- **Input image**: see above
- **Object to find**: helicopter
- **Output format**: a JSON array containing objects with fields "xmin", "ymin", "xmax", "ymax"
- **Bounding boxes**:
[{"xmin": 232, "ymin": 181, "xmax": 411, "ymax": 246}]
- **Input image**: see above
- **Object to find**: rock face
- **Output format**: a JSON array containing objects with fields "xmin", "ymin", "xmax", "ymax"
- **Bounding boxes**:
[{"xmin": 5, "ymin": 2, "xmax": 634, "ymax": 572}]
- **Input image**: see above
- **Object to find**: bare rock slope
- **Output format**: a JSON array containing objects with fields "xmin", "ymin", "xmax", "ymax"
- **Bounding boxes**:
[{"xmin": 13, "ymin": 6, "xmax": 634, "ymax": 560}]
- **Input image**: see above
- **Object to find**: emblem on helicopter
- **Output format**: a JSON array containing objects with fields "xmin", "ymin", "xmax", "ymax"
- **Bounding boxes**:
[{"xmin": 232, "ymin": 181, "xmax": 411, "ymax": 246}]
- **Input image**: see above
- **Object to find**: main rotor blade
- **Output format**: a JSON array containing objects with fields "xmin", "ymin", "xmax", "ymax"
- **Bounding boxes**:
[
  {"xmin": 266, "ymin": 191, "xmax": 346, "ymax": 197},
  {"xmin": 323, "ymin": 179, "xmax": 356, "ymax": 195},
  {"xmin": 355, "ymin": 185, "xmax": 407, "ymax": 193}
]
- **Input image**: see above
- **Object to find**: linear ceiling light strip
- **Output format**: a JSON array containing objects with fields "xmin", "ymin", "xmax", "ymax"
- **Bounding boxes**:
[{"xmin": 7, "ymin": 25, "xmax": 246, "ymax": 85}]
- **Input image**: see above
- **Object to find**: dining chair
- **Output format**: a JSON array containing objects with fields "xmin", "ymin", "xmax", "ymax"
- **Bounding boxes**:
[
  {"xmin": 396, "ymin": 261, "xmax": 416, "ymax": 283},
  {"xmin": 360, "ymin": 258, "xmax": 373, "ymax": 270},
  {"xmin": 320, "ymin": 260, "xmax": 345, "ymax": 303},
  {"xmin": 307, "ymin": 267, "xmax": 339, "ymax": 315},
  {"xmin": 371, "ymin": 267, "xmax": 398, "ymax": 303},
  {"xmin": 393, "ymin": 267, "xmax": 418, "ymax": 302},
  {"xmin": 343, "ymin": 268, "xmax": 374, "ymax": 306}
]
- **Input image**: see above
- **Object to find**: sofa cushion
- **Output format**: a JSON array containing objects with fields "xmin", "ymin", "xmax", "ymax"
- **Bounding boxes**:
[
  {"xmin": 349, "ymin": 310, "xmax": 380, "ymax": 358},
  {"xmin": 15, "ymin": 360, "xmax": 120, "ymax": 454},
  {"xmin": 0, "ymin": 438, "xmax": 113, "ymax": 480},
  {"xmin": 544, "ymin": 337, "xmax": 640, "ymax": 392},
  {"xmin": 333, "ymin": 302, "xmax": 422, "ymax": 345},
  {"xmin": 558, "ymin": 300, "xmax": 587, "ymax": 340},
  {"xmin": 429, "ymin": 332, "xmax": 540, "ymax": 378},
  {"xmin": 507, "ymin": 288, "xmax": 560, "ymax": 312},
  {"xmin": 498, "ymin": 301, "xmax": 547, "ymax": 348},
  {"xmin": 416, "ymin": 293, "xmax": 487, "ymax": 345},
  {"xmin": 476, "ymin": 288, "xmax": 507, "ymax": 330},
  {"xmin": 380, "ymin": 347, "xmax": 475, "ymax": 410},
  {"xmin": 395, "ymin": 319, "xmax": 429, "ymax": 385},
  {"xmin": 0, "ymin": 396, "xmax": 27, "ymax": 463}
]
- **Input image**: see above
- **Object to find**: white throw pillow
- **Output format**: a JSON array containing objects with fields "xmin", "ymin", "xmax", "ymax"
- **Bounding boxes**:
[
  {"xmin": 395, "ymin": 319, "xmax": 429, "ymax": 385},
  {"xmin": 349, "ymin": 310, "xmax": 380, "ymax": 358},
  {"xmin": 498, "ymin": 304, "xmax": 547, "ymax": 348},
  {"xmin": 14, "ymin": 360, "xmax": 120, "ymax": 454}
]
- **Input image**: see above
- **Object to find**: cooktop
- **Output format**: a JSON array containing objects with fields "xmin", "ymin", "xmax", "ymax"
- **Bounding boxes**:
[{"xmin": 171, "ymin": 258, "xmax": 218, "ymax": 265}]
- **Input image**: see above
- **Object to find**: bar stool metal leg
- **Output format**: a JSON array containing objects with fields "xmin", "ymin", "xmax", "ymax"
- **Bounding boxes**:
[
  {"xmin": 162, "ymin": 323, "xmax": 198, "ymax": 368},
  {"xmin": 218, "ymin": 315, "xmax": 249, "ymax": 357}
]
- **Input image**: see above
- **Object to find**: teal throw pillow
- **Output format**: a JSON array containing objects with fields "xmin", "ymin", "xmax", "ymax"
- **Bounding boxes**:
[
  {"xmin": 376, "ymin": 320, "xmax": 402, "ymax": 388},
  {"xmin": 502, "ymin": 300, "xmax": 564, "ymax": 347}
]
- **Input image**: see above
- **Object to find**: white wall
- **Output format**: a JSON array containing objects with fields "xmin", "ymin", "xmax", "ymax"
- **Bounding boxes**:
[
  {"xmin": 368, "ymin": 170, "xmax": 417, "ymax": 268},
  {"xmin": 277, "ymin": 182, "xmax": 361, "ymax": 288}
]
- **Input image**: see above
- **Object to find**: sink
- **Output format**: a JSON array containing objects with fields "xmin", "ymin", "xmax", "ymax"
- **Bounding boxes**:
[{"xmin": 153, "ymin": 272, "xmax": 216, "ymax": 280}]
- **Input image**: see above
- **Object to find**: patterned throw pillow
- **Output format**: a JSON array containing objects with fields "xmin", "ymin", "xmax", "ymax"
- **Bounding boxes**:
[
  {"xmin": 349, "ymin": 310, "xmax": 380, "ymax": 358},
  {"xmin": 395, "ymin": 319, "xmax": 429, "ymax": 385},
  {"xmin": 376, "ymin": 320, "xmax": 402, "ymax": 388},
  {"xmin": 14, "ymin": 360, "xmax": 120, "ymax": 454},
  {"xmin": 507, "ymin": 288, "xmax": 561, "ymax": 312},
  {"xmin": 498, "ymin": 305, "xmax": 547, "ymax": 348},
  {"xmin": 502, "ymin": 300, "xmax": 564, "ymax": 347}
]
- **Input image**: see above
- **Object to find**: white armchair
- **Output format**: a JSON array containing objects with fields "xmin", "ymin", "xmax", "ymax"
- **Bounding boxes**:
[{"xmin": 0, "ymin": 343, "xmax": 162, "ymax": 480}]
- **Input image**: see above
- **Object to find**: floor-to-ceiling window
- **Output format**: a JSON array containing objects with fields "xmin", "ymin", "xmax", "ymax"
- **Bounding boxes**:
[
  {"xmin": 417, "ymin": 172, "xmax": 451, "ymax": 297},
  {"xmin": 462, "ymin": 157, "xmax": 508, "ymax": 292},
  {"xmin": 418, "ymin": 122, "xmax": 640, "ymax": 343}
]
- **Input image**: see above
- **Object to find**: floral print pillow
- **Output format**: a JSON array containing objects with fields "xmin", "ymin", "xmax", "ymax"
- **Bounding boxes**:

------------------------------------------------------------------------

__AIM OF THE TASK__:
Count the lines in the material above that contain the string "white", treating case as significant. Reply with the number alone.

__ANSWER TO THE TASK__:
3